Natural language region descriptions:
▬▬▬

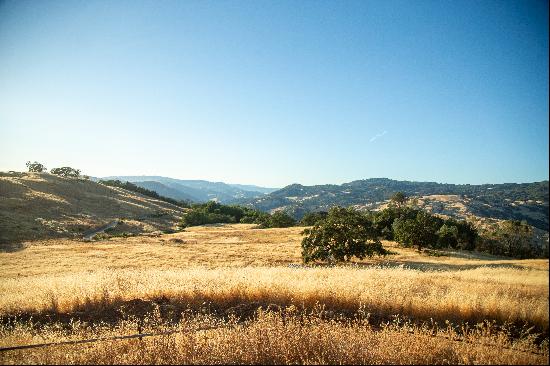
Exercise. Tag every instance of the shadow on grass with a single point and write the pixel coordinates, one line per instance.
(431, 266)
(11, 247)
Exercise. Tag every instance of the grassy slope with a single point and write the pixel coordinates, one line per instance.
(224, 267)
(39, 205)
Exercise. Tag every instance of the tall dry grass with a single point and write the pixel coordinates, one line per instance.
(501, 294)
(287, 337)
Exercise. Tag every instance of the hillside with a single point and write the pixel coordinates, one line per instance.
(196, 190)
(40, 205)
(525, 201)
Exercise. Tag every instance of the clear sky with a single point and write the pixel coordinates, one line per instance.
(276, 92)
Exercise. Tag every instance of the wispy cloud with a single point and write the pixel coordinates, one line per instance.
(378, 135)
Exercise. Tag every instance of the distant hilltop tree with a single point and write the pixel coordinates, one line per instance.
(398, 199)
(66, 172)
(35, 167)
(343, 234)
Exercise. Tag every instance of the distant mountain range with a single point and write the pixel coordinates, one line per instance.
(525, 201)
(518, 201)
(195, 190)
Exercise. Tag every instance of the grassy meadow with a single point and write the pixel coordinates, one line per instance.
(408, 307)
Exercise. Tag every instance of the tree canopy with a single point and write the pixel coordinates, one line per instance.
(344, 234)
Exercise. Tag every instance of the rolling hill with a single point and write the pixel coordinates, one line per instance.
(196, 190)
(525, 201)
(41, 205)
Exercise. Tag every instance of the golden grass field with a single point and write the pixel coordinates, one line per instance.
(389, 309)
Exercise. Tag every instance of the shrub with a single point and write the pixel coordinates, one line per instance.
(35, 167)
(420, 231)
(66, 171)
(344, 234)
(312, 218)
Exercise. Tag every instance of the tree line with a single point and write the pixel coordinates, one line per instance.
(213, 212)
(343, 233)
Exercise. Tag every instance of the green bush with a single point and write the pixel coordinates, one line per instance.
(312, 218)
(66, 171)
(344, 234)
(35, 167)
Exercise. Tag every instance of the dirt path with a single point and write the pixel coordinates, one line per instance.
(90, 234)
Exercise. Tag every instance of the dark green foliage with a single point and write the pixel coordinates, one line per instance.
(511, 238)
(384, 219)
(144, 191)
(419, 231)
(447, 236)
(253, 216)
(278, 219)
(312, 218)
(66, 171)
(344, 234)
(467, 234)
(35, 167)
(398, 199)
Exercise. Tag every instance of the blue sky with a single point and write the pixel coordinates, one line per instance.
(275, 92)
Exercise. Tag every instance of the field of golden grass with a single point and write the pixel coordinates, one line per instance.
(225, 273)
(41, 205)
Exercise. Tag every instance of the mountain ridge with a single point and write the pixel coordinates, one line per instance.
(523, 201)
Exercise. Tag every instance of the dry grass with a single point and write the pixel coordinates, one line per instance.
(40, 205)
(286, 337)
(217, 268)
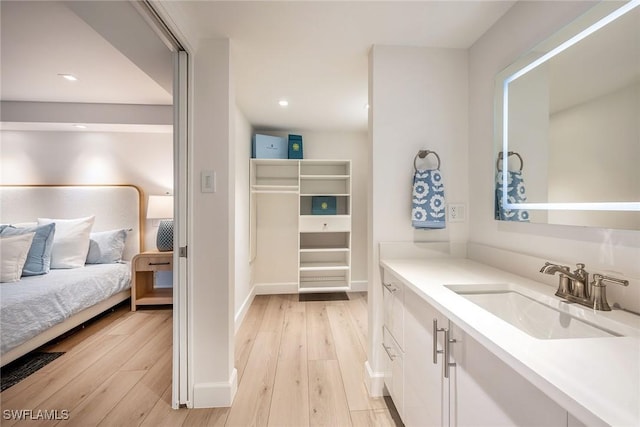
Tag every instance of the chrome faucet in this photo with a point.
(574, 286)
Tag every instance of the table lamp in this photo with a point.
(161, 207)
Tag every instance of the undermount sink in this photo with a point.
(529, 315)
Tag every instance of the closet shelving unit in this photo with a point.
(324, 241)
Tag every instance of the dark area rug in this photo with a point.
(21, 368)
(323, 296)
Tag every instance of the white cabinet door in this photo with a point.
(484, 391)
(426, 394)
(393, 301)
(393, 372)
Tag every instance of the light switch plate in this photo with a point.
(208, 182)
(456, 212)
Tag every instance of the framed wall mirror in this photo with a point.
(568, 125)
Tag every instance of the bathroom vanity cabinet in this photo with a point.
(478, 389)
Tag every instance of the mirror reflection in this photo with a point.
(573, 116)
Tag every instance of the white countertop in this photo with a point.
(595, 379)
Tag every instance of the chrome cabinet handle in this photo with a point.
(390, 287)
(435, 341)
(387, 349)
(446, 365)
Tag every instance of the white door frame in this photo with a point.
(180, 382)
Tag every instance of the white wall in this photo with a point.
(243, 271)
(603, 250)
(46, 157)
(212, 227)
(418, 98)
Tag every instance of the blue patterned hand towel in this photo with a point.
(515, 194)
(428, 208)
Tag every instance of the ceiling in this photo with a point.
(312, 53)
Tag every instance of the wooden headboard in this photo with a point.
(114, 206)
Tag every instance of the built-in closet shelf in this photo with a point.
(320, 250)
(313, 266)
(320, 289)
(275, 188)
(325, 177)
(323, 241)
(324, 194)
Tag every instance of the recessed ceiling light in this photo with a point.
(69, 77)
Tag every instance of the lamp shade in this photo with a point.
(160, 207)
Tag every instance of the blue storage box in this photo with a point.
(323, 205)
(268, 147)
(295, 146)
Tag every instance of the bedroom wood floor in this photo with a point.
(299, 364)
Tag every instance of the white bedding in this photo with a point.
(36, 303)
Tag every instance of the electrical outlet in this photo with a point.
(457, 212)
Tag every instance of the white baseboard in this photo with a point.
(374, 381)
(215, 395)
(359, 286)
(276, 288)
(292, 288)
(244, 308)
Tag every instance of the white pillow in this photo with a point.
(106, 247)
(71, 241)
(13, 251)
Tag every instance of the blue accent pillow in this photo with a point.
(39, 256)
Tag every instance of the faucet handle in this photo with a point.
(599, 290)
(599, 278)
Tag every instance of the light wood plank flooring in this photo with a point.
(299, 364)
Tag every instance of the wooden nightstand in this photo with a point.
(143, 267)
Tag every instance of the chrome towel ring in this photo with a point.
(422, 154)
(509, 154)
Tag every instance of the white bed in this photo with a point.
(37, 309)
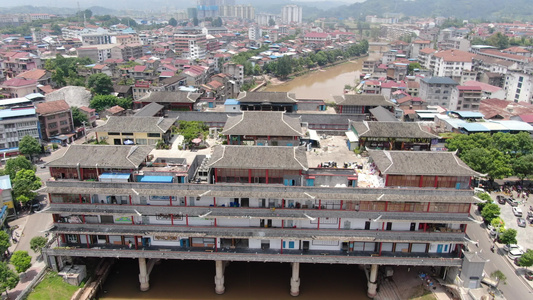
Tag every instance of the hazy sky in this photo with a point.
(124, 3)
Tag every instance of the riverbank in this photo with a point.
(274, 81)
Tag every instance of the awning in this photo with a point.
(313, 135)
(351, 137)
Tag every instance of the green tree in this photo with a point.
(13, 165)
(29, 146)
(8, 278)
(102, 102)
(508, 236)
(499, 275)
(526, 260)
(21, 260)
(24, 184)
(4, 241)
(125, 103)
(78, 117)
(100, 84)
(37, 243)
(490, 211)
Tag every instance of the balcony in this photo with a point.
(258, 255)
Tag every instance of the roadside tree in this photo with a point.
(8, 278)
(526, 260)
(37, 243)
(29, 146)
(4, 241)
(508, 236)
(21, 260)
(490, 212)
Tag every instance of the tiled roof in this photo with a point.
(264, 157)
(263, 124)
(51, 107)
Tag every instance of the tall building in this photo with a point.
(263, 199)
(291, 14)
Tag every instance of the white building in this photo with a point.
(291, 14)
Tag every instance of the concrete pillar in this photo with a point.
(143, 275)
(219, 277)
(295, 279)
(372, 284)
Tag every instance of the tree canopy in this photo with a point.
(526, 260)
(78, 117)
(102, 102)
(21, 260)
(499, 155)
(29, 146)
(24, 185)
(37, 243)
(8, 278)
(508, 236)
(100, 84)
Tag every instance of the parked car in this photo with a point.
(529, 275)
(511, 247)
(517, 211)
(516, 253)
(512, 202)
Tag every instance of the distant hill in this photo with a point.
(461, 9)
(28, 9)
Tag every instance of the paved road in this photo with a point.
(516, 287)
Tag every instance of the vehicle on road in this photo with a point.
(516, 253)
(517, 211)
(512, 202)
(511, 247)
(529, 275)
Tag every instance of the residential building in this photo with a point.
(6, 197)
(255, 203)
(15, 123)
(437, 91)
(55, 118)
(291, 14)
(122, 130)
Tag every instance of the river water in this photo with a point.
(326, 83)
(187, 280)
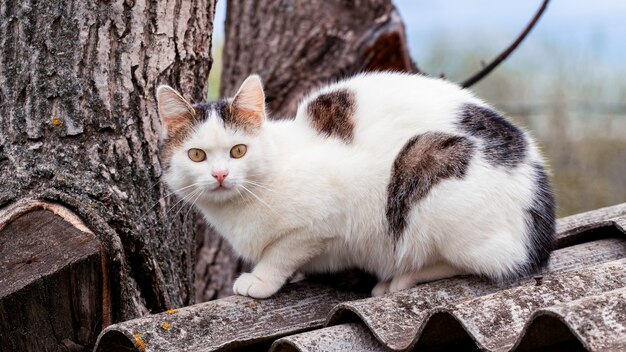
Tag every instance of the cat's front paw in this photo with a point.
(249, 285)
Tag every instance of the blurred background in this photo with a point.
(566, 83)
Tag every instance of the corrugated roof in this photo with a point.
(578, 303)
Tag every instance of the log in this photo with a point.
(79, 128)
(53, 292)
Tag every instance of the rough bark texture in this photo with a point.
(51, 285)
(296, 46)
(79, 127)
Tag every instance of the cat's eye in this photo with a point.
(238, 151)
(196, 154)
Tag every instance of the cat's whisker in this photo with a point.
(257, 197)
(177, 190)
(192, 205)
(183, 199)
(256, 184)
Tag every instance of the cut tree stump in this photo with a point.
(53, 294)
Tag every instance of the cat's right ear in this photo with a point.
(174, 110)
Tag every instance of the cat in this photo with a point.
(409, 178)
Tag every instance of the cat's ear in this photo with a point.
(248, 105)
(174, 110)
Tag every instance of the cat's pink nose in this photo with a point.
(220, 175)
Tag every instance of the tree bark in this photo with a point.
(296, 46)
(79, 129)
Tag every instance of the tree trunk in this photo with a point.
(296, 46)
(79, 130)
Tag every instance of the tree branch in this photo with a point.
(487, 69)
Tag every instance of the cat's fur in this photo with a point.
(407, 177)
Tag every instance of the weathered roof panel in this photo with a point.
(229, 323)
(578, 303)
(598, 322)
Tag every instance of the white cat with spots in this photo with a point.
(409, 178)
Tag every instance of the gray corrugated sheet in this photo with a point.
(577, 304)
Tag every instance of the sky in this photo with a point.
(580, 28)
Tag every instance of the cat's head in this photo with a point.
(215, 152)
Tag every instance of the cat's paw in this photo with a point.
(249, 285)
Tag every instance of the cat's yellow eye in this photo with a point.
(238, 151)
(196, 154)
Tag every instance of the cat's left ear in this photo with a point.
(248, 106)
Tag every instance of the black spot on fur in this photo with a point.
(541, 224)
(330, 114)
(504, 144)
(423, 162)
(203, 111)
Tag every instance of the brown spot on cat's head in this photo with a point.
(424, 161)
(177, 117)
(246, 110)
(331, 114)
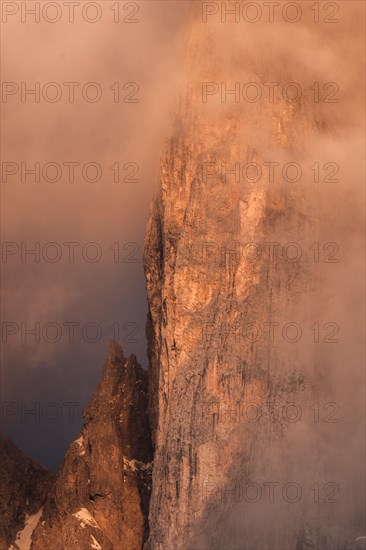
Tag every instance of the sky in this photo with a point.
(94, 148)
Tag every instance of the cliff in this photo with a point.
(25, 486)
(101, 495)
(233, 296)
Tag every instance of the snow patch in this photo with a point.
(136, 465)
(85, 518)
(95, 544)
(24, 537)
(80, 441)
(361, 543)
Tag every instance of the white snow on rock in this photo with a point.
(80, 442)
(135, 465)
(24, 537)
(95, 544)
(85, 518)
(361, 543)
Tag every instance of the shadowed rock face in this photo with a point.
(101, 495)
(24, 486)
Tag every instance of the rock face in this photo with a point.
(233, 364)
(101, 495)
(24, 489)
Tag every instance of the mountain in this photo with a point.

▬▬▬

→ Exercise brief:
Find the line with "Tag every instance of the snow" in the data above. Restate it and all later lines word for word, ending with the last line.

→ Finished exercise:
Tag every instance of the snow patch in this photo with a point.
(136, 465)
(85, 518)
(95, 544)
(24, 537)
(80, 441)
(361, 543)
Tag every instance of the white snow on rock in this photo with a point.
(80, 442)
(135, 465)
(24, 537)
(95, 544)
(85, 518)
(361, 543)
Tag every instance of the shadowed rock face in this photo with a point.
(101, 495)
(24, 486)
Tag every instance of the rock face in this photo with a point.
(233, 364)
(101, 495)
(24, 489)
Tag every instance of the mountain in this photo with a point.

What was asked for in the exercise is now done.